Tâches à réaliser:
1. Relevez, dans le texte sur Terraferma, toutes les oppositions par lesquelles le film fonctionne.
2. D'après le texte sur Terraferma, combien de personnes se sont noyées ou ont disparu en tentant de traverser la Méditerranée en 2011 ?

Texte sélectionné:

▼

Terraferma, d’Emanuele Crialese, en salles le 14 mars.

Plus de 1 500 personnes se sont noyées ou ont disparu en tentant de traverser la Méditerranée en 2011, la plus meurtrière des mers pour les immigrants clandestins l’an dernier, selon le Haut Commissariat de l’ONU pour les réfugiés. Dix ans après Respiro, Emanuele Crialese retourne sur l’île de Lampedusa, rocher perdu au large de la Sicile, devenue terre frontalière où s’échouent les embarcations précaires de ceux qui tentent la traversée. Le film est construit comme un triptyque sur des mondes qui se heurtent : Filippo et son grand-père, pêcheurs à l’ancienne sur un rafiot pourri, s’accrochent à un temps révolu où l’on obéissait encore aux lois de la mer.

Mais la pêche n’est plus rentable et les habitants de Lampedusa se recyclent dans un tourisme « bling-bling », sur fond de pop italienne, lorsque les citadins débarquent pour les vacances. Ce décor de carte postale est troublé par les vagues d’immigrés clandestins qui échouent sur l’île, cul-de-sac qu’ils ne quitteront que pour retourner à leur point de départ. Même si la loi interdit de secourir les naufragés en mer, le vieux pêcheur recueille une femme sur le point d’accoucher avec son petit garçon et les cache chez Filippo et sa mère, obligeant tout ce petit monde à entrer en résistance. Le film fonctionne par oppositions, misère et divertissement, valeurs traditionnelles et modernité sans repères, révolte face à la règle, quitte à verser parfois dans l’excès. Mais cette stratégie du choc se révèle payante. Ainsi, face à une scène montrant des grappes de touristes se déhanchant sur un bateau de plaisance, on a la sensation de les voir danser sur les ruines d’un monde qui tangue sérieusement.

▲

Liste des enregistrements:

▼

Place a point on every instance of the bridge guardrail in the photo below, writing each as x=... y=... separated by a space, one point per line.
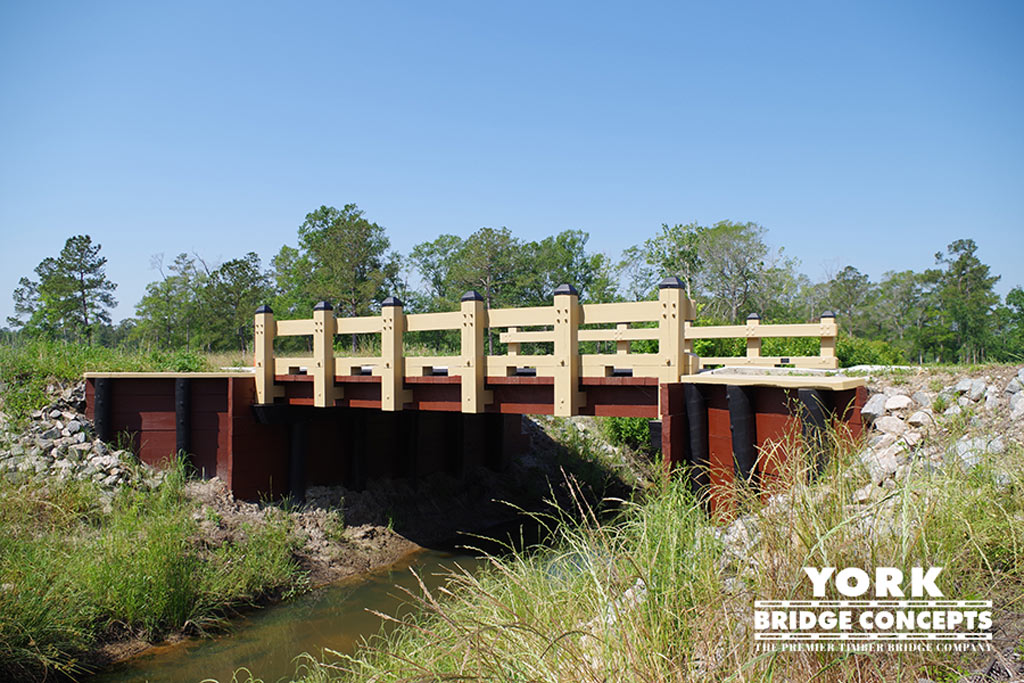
x=675 y=333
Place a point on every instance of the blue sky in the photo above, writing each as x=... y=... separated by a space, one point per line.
x=867 y=133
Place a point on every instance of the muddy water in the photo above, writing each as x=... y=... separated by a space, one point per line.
x=267 y=640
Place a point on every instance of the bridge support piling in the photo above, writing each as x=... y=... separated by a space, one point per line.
x=182 y=415
x=696 y=421
x=298 y=432
x=675 y=430
x=741 y=424
x=101 y=409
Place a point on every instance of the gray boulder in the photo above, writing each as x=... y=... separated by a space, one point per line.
x=922 y=398
x=920 y=419
x=890 y=425
x=898 y=402
x=977 y=390
x=873 y=409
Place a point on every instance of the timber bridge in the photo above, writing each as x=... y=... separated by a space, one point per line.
x=297 y=421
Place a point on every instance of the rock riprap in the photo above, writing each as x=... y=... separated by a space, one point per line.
x=58 y=440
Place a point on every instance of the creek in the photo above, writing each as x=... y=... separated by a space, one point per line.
x=266 y=641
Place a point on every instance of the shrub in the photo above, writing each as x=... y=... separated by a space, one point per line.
x=856 y=351
x=631 y=432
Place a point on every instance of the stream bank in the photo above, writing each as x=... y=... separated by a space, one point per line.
x=246 y=553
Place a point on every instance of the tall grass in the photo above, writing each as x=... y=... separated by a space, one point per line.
x=76 y=570
x=26 y=369
x=666 y=593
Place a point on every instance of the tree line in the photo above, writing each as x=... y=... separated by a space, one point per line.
x=949 y=312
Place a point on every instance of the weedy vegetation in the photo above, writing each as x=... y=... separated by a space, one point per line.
x=79 y=567
x=665 y=592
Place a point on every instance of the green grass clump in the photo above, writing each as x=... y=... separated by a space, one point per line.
x=76 y=570
x=574 y=611
x=27 y=369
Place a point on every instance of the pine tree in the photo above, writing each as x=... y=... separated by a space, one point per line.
x=72 y=295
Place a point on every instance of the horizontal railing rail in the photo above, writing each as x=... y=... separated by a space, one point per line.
x=672 y=315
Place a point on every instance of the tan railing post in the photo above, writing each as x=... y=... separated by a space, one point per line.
x=264 y=331
x=828 y=333
x=753 y=336
x=513 y=346
x=567 y=397
x=671 y=328
x=691 y=364
x=393 y=394
x=623 y=345
x=324 y=329
x=472 y=364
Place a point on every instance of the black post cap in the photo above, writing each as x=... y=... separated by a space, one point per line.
x=565 y=289
x=671 y=283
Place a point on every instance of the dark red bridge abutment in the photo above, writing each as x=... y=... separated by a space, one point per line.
x=721 y=422
x=733 y=426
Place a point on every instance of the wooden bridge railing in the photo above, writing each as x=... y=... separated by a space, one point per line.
x=673 y=313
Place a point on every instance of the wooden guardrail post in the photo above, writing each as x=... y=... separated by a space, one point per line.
x=753 y=336
x=473 y=360
x=393 y=394
x=828 y=333
x=324 y=329
x=622 y=345
x=513 y=347
x=672 y=328
x=264 y=331
x=567 y=396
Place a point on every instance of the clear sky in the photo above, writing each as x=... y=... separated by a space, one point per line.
x=863 y=133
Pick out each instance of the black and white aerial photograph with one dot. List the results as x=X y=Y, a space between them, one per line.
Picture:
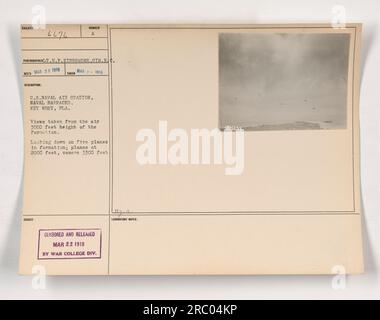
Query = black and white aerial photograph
x=283 y=81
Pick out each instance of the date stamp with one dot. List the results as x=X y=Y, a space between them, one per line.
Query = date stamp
x=69 y=244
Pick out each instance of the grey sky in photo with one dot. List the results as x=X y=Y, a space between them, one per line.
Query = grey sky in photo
x=283 y=81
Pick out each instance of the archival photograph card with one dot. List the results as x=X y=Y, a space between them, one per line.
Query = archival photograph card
x=191 y=149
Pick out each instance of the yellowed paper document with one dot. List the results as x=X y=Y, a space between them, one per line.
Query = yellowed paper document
x=191 y=149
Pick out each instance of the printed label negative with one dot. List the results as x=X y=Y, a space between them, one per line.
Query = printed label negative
x=69 y=244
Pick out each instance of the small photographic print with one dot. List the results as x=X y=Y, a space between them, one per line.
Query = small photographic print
x=283 y=81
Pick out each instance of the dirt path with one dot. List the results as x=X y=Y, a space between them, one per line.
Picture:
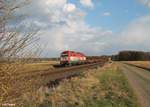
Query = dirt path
x=139 y=79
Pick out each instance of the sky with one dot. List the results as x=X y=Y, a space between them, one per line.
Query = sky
x=94 y=27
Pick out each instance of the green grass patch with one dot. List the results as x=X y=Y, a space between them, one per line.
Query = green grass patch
x=118 y=93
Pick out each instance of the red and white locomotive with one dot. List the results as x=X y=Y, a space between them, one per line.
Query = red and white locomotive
x=72 y=58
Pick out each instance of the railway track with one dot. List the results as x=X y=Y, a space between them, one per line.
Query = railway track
x=26 y=82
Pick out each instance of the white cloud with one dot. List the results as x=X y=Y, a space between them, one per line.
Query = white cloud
x=87 y=3
x=63 y=27
x=106 y=14
x=135 y=36
x=145 y=2
x=138 y=32
x=69 y=7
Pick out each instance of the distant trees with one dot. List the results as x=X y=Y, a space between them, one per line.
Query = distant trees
x=132 y=56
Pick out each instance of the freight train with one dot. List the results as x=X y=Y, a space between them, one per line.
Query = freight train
x=69 y=58
x=72 y=58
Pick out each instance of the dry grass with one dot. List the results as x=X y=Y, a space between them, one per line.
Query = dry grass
x=145 y=64
x=8 y=73
x=29 y=67
x=105 y=87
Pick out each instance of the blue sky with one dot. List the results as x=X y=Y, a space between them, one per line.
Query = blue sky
x=121 y=12
x=94 y=27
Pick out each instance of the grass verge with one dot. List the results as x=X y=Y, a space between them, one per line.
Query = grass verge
x=106 y=87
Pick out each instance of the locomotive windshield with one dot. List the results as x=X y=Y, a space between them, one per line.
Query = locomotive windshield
x=64 y=55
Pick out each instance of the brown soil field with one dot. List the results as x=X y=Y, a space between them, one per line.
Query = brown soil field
x=29 y=67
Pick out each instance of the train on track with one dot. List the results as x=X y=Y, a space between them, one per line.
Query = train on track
x=69 y=58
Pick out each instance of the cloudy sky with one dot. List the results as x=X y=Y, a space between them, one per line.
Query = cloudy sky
x=94 y=27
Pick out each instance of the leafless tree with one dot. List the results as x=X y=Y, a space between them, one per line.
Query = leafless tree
x=13 y=43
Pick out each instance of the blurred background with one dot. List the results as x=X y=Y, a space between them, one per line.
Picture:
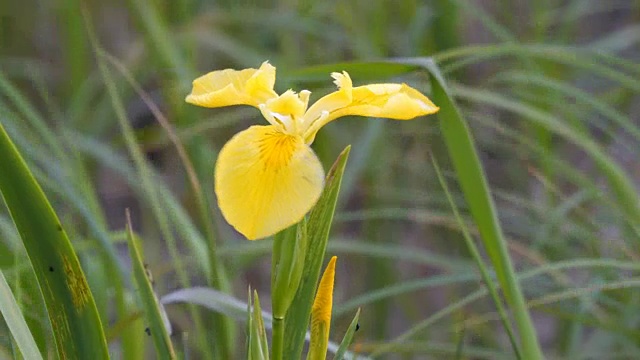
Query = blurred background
x=550 y=90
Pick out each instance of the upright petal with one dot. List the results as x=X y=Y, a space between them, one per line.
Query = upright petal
x=234 y=87
x=393 y=101
x=266 y=181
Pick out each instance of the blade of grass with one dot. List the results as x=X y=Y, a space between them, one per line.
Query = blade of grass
x=478 y=259
x=226 y=304
x=14 y=318
x=348 y=337
x=474 y=186
x=150 y=305
x=77 y=328
x=318 y=227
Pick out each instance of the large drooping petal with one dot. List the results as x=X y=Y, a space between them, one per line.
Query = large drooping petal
x=233 y=87
x=393 y=101
x=266 y=181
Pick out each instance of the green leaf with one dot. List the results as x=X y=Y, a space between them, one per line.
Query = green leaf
x=318 y=227
x=472 y=180
x=348 y=337
x=153 y=312
x=258 y=344
x=77 y=329
x=12 y=315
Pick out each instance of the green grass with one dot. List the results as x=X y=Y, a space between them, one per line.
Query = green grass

▲

Réponses successives:
1.
- misère et divertissement
- valeurs traditionnelles et modernité sans repères
- révolte face à la règle

2. Plus de 1 500 personnes.